◆ WHAT IS REQUIRED: Repeat all of the data below verbatim, keeping every line unchanged and in its original order.

◆ SUPPLIED INFORMATION:
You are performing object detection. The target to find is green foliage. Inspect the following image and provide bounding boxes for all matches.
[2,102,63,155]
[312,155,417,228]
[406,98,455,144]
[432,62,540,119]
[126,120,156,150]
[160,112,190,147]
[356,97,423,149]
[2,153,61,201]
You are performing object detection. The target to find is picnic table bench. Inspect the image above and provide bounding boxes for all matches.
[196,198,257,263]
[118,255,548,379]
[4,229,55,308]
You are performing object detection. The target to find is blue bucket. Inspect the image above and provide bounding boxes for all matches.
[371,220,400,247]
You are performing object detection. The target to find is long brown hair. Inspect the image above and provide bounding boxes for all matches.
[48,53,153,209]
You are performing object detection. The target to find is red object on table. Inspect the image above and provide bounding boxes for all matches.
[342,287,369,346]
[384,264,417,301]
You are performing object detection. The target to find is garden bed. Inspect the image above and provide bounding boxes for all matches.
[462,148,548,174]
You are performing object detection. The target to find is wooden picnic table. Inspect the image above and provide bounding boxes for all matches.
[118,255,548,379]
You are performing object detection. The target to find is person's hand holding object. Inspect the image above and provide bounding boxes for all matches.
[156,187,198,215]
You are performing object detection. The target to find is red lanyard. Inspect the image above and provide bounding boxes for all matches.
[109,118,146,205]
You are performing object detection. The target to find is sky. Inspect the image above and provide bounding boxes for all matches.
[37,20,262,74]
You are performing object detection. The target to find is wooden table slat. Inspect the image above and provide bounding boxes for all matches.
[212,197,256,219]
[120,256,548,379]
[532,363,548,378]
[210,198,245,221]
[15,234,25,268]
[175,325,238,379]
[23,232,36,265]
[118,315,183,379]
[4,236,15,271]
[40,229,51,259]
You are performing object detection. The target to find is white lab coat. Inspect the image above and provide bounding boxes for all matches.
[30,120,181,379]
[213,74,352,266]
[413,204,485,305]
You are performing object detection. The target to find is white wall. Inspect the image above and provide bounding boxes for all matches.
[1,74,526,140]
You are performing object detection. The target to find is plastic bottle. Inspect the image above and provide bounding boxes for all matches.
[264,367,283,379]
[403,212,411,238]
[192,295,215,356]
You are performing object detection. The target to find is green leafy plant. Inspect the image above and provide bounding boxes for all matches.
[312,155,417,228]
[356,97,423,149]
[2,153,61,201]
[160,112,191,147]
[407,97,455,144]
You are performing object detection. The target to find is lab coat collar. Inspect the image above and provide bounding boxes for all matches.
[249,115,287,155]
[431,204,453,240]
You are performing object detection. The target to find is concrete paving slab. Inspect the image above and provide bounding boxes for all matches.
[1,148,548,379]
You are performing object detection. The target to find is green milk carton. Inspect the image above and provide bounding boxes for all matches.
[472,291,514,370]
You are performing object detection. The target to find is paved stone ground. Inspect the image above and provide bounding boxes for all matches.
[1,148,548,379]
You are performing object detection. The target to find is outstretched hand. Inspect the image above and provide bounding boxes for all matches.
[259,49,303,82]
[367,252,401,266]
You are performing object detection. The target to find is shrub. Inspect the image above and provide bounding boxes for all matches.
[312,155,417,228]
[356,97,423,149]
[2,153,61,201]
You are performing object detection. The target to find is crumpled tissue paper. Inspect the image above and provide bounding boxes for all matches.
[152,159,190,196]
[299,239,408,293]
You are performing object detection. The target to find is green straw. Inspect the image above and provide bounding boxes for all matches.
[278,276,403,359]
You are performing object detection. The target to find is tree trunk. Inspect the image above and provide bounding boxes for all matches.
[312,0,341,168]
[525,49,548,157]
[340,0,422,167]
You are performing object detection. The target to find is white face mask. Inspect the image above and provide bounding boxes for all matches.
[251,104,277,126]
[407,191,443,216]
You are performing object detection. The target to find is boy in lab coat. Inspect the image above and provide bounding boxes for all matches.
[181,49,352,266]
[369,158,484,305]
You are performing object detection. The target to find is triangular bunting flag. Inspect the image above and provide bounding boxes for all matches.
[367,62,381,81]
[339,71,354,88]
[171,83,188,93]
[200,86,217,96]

◆ RESPONSE TO THIS EXERCISE:
You are performing object detection. The target to find is green foliage. Inspect the following image and provide bounding boxes for all matches.
[2,102,63,155]
[312,155,417,228]
[406,98,455,144]
[432,62,540,119]
[126,120,156,150]
[160,112,190,147]
[356,97,423,149]
[2,153,61,201]
You are performing object detection. The target to find is picnic table bench. Inspect the image above and provide bounding boxes for all matches.
[196,198,257,263]
[118,255,548,379]
[4,229,55,308]
You are performing object detection. The target to find is blue bucket. Inspect the image above and provide bounding boxes for all matches.
[371,220,400,247]
You are performing object detection. The target to find is long brown hair. Inspect the image above and provide bounding boxes for all matches.
[48,53,153,209]
You are performing object detection. The target to find is red object on table. Inspect the image above and provide bounding boxes for all matches.
[342,287,369,346]
[384,264,417,301]
You are performing object detection. The target to find is garden bed. Inspect the image above and provide bounding boxes for all matches.
[462,148,548,174]
You are performing object detection. The target to find is wooden picnic table. Inspect the image above and provide bounding boxes for all matches.
[118,255,548,379]
You are performing object detection. The target to find is person's hand holding object. Inspect the image above and provide bounding boxes for all matches.
[156,187,198,215]
You are performing object detection. The target to find is red lanyard. Inspect the image above and provide bounding boxes for all matches.
[109,118,146,205]
You are performing object detection. The target to find is sky. Inspect the image above and provide bounding boxes for all matches.
[37,20,262,74]
You are performing object detection. The target to find is wooden table slat. Inspect the image above and provide bounding boxes for all matches.
[212,197,256,219]
[120,256,548,379]
[532,363,548,378]
[210,198,245,221]
[15,234,25,268]
[175,325,238,379]
[23,232,36,265]
[118,315,183,379]
[4,236,15,271]
[40,229,51,259]
You are performing object detection. The target to find is white lab coat. Inspect the image above and provide bounding boxes for all matches.
[30,120,181,379]
[213,74,352,266]
[413,204,485,305]
You are performing object detection. The target to find is white wall. Inspect the image above and provide bounding boxes for all matches.
[1,74,526,140]
You are performing object detection. The target to find is plastic bottle. Inspect the image above and provide bounding boxes for all matches.
[264,367,283,379]
[403,212,411,238]
[192,295,215,356]
You are performing object detection. The target to find is green leafy plant. Inspect the image above and provide bounding boxes for all matches.
[312,155,417,228]
[356,97,423,149]
[2,153,61,201]
[160,112,191,147]
[407,97,455,144]
You are performing object detection. The target to find is lab coat collar. Inspect the image above and provide bounding boxes for all matches.
[249,115,287,155]
[431,204,453,240]
You are performing object detection. The target to find is concrete paving slab. Inspect the image above and provide bounding boxes for all matches.
[1,148,548,379]
You are performing object detection. The target to find is green milk carton. Inspect the image above and provide bounding boxes for all matches.
[472,291,514,370]
You are performing object detection. The target to find is paved stone ground. Inspect the image above and provide bounding boxes for all matches.
[1,148,548,379]
You are performing object detection. The target to find is outstretched hand. Inspect the image above and provide bounding boxes for all matches.
[259,49,303,82]
[367,252,401,266]
You are performing object detection. The target to find is shrub. Inspect the image above and provide bounding boxes for all matches.
[312,155,417,228]
[356,97,423,149]
[2,153,61,201]
You are performing object detection. The target to find is crumpled tissue paper. Inspect the image above and provide bounding boxes for all matches.
[152,159,190,196]
[299,239,408,293]
You are performing object detection. The target to find is green straw. Inspect the image above and provide bounding boxes for all matches.
[278,276,403,359]
You are performing object detection. The target to find is tree trunk. Inspect the image above and provide bounding boxes for all matches.
[312,0,341,168]
[525,49,548,157]
[340,0,422,167]
You are performing object detection. The target to find is white face mask. Inspect the image above and provide bounding boxes for all matches.
[251,104,277,126]
[407,191,443,216]
You are performing object detection. The target to find is boy in lab coat. Inspect the image above and provide bounding boxes for all matches.
[181,49,352,266]
[369,158,484,305]
You are performing object detection. The target to find is triangular bunting flag. Inspect the image above and provide bounding boxes for all matches.
[367,62,381,81]
[339,71,354,88]
[171,83,188,93]
[200,86,217,96]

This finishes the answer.